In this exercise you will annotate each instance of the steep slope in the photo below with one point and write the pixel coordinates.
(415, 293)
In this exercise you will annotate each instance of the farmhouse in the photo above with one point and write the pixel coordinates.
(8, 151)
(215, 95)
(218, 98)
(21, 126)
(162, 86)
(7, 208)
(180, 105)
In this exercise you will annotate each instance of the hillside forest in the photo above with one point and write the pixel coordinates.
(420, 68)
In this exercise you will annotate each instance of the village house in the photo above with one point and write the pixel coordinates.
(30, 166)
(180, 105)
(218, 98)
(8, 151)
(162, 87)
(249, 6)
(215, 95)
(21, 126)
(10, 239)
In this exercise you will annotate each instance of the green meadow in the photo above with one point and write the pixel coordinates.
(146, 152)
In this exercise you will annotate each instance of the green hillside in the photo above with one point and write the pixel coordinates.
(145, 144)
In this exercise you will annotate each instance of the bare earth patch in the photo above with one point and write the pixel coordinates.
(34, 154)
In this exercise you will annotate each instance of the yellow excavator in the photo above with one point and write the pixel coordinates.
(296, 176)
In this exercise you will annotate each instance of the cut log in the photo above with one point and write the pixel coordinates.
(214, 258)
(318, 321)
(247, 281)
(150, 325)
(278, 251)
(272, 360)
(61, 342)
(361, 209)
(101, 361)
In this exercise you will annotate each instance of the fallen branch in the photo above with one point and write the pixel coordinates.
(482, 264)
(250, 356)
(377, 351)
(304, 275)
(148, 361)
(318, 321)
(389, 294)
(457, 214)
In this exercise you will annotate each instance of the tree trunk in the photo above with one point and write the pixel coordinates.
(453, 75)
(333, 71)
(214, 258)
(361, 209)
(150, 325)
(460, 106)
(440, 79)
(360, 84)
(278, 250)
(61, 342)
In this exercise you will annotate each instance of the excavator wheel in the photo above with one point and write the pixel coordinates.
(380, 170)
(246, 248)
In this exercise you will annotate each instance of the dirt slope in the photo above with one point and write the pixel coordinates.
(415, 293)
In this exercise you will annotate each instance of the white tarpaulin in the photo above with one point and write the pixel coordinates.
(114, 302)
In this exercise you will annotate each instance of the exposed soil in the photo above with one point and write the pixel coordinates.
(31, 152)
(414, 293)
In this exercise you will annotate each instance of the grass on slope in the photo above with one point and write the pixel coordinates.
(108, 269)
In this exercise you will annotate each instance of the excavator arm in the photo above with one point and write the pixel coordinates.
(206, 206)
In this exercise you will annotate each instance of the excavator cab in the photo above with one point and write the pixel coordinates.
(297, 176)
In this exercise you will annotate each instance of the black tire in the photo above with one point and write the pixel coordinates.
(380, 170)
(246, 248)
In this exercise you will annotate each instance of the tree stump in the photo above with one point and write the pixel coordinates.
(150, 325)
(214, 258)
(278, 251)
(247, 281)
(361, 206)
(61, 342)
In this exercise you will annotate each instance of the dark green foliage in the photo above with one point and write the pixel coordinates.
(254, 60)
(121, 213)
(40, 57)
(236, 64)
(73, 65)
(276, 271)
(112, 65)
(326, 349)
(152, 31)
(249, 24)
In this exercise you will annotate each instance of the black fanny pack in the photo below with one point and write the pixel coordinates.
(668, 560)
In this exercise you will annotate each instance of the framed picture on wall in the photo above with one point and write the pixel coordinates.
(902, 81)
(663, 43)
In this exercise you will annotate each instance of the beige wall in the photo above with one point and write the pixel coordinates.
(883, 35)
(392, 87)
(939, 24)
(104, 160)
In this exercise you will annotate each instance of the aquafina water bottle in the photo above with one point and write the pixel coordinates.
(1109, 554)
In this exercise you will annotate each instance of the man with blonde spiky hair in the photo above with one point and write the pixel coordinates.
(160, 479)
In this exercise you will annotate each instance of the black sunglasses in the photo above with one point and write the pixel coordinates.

* * * * *

> What this task involves: Please copy every line above word for word.

> Answer to this task:
In this exercise you will annotate each instance of the steep slope in the photo below with one point and write the pixel coordinates.
(415, 293)
In this exercise you will annotate each instance of the farmhouse in the photo above with one point and write the pixel coordinates.
(8, 151)
(215, 95)
(218, 98)
(21, 126)
(162, 86)
(7, 208)
(180, 105)
In this exercise you will annotate each instance of the hillside forest in the photo above with one point and write the pixel coordinates.
(420, 68)
In this exercise you will annotate each instance of the village house in the photo above with one point and write the pixel coordinates.
(30, 166)
(180, 105)
(218, 98)
(8, 151)
(162, 87)
(249, 6)
(215, 95)
(21, 126)
(10, 239)
In this exercise you will annotate each instance of the green meadow in the photo above with one point and write the pixel coordinates.
(146, 152)
In this exercise you will annotate each instance of the green hillside in the photo above with one point and write the pixel coordinates.
(145, 144)
In this exercise you will annotate each instance of the bare earth patch in the photo above with one point and write the pixel coordinates.
(34, 154)
In this exercise you will annotate each instance of the yellow excavator in the photo above with one point and write the pixel coordinates.
(296, 176)
In this exercise you will annotate each instance of the cut log in the photo above with one point and write the pixel coordinates.
(214, 258)
(318, 321)
(247, 281)
(150, 325)
(278, 251)
(272, 360)
(61, 342)
(361, 209)
(101, 361)
In this exercise you will annotate each instance of the fallen branch in the photo above with one point and write the pixel coordinates.
(482, 264)
(250, 356)
(377, 351)
(304, 275)
(148, 361)
(318, 321)
(389, 294)
(457, 214)
In this exercise you will annotate each instance of the tree trunk in the photo above with one point and write the pixel coordinates.
(453, 75)
(333, 71)
(214, 258)
(361, 209)
(150, 325)
(460, 106)
(440, 79)
(360, 84)
(278, 250)
(61, 342)
In this exercise you will annotate each instance of the excavator wheel in the photo above with one point and write the pixel coordinates.
(380, 170)
(246, 248)
In this exercise you will annotate each instance of the dirt slope in the photo above with one point and write the pixel coordinates.
(415, 293)
In this exercise you will annotate each instance of the white tarpaulin in the photo above with one point and write the pixel coordinates.
(114, 302)
In this exercise you will annotate each instance of the exposed soil in the photo above with one point and write the pixel coordinates.
(31, 152)
(414, 293)
In this exercise you will annotate each instance of the grass on slope in the photo above with one point and write the pixel coordinates.
(108, 269)
In this exercise you will annotate each instance of the excavator arm in the photo above with one point and write the pixel coordinates.
(206, 206)
In this exercise you will annotate each instance of the excavator cab in the photo above with one point and write the pixel coordinates.
(297, 176)
In this exercise you will annotate each instance of the black tire in the photo above with one point and write the pixel coordinates.
(380, 170)
(246, 248)
In this exercise you will annotate each instance of the tree stump in the photo above with one point and write the pixel coordinates.
(150, 325)
(214, 258)
(278, 251)
(247, 281)
(361, 206)
(61, 342)
In this exercise you will annotate each instance of the dark green foliage in the photo above with one point and write the pixel coordinates.
(254, 60)
(121, 213)
(40, 57)
(236, 64)
(73, 65)
(276, 271)
(112, 65)
(326, 349)
(152, 31)
(249, 24)
In this exercise you will annotate each instance of the black fanny pack in the photo below with one point and write the pixel coordinates.
(668, 560)
In this exercise you will annotate each instance of the framed picture on wall in the photo above with one point and write the pixel coordinates.
(902, 81)
(663, 43)
In this exercise you will annotate each instance of the beige wall in the photo above with one point and write the pixel coordinates.
(883, 35)
(392, 87)
(939, 24)
(104, 160)
In this exercise you will annotate each instance of the aquafina water bottle in the photo above with one point and write the pixel coordinates.
(1109, 554)
In this exercise you will annotate each instance of the man with blonde spiky hair in the photo above with one point and write the pixel coordinates.
(160, 479)
In this exercise you will annotate each instance of the black sunglasses in the photo above with one point and write the pixel coordinates.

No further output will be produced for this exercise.